* **Dataset excerpts**:
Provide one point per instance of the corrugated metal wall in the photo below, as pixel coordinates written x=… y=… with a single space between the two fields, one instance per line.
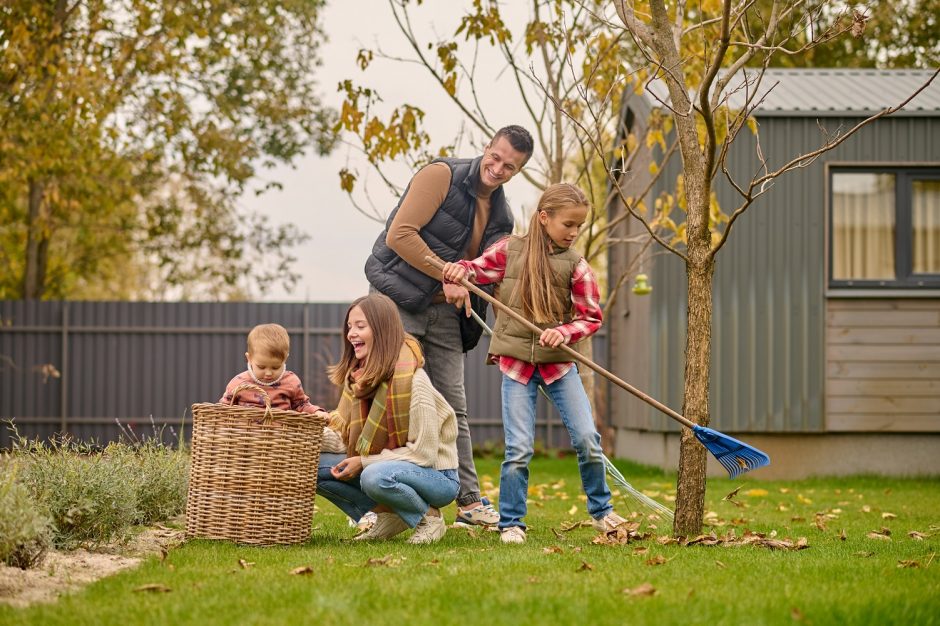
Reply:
x=769 y=292
x=133 y=360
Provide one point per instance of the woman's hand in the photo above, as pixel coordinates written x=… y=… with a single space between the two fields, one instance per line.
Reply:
x=551 y=337
x=454 y=272
x=348 y=468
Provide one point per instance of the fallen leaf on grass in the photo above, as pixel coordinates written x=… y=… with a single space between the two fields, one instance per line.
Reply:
x=645 y=589
x=153 y=588
x=621 y=535
x=385 y=561
x=569 y=526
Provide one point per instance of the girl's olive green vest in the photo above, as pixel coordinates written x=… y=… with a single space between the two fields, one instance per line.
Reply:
x=511 y=338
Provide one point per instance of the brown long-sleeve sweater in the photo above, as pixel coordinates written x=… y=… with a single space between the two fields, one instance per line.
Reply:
x=428 y=189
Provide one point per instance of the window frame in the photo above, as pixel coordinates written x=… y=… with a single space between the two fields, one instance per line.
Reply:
x=904 y=177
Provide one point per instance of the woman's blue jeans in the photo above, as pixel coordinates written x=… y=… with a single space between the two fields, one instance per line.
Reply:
x=569 y=397
x=408 y=489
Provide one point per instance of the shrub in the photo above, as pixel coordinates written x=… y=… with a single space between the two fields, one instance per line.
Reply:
x=91 y=498
x=24 y=530
x=94 y=496
x=162 y=477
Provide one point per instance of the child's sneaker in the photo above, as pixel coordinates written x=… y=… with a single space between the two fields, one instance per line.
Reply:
x=482 y=514
x=430 y=529
x=386 y=525
x=513 y=534
x=608 y=522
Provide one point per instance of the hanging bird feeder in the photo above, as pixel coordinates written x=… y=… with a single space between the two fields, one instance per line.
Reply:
x=642 y=285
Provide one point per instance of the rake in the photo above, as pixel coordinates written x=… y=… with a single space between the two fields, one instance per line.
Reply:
x=735 y=456
x=632 y=491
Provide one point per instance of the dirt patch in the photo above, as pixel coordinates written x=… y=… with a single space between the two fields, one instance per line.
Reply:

* **Direction**:
Please quote all of the rows above verbatim, leaving the pictures out.

* **Answer to this exercise**:
Provide one point per instance of the corrugated metal wall in the photo below, as pixel coordinates written x=… y=… with a single space between the two fields, one instance per line.
Reply:
x=769 y=292
x=133 y=360
Provide one point per instance of the woman's hand in the photo above, as pixel coordinates written x=… y=… with a single space between the two fields, one instance per line.
Reply:
x=551 y=337
x=454 y=272
x=348 y=468
Provide one point per instance of the fallen leaf on grass in the photo above, as pixel coordinates written x=… y=… with a single space between the two fields, one instance per line.
Reply:
x=645 y=589
x=153 y=588
x=621 y=535
x=385 y=561
x=569 y=526
Provide one point per instance of the girl's olive green vest in the photo above, as pixel coordinates written x=… y=… with a single space between the two fields, one instance per line.
Reply:
x=511 y=338
Provide one point per instance of the brown long-sleeve sweater in the photo above, as pixel coordinates written x=… y=… with a single space between the two fields, one instance per line.
Reply:
x=428 y=189
Provide one point per instance of the window frame in the photo above, as pixel coordinates written x=… y=… with a single space between the two fields, one instance per line.
Reply:
x=904 y=177
Provide one point per instance of the woman's blue jeans in the photo above, as pixel coordinates written x=… y=… with a single space between the two fields, one instance per line.
Reply:
x=569 y=397
x=408 y=489
Provide one point per instance of the shrub in the photo above, as pixel coordinates written x=… y=… with a single space between the two fields, one instance per line.
Reply:
x=91 y=498
x=24 y=530
x=94 y=496
x=162 y=477
Provide one point per instance of the child's sneaker in the photo above, as pixel coordinates written x=… y=… with a single space between the two fields, one instance per line.
Reply:
x=482 y=514
x=430 y=529
x=386 y=525
x=513 y=534
x=608 y=522
Provide one point per instance of the hanging bird feeder in the photo above, as pixel coordinates written x=… y=… with a single space between the two fields, one instance per line.
Reply:
x=642 y=285
Provide one point per instance of the rake in the photo above, as pixel coordinates written x=… y=… with a single space between the two fields, one instance per line.
Reply:
x=735 y=456
x=632 y=491
Provide one point per instance of the dirt patch in the photo above, as pixel coordinates written x=… y=… with a single space between the two fields, one instance per line.
Reply:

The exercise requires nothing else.